- **Objective**: Which lines in the records below contain the word "instance"? Extract each of those lines in full.

- **Source records**:
--*--
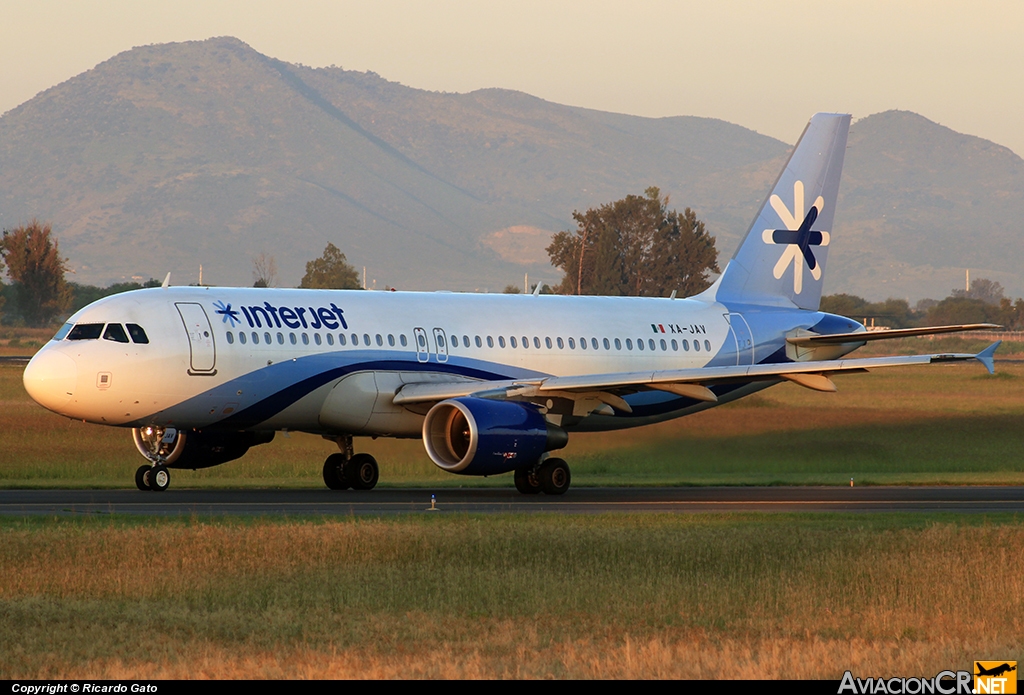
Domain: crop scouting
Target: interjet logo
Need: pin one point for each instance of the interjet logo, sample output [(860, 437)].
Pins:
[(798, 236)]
--*--
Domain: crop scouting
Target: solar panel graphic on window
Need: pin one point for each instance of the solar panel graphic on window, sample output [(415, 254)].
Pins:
--*--
- **Result**:
Need: pin one point for each instance of the interjet logo, sample output [(860, 437)].
Need: pin one point for each instance of the solar panel graphic on window, sample output [(415, 254)].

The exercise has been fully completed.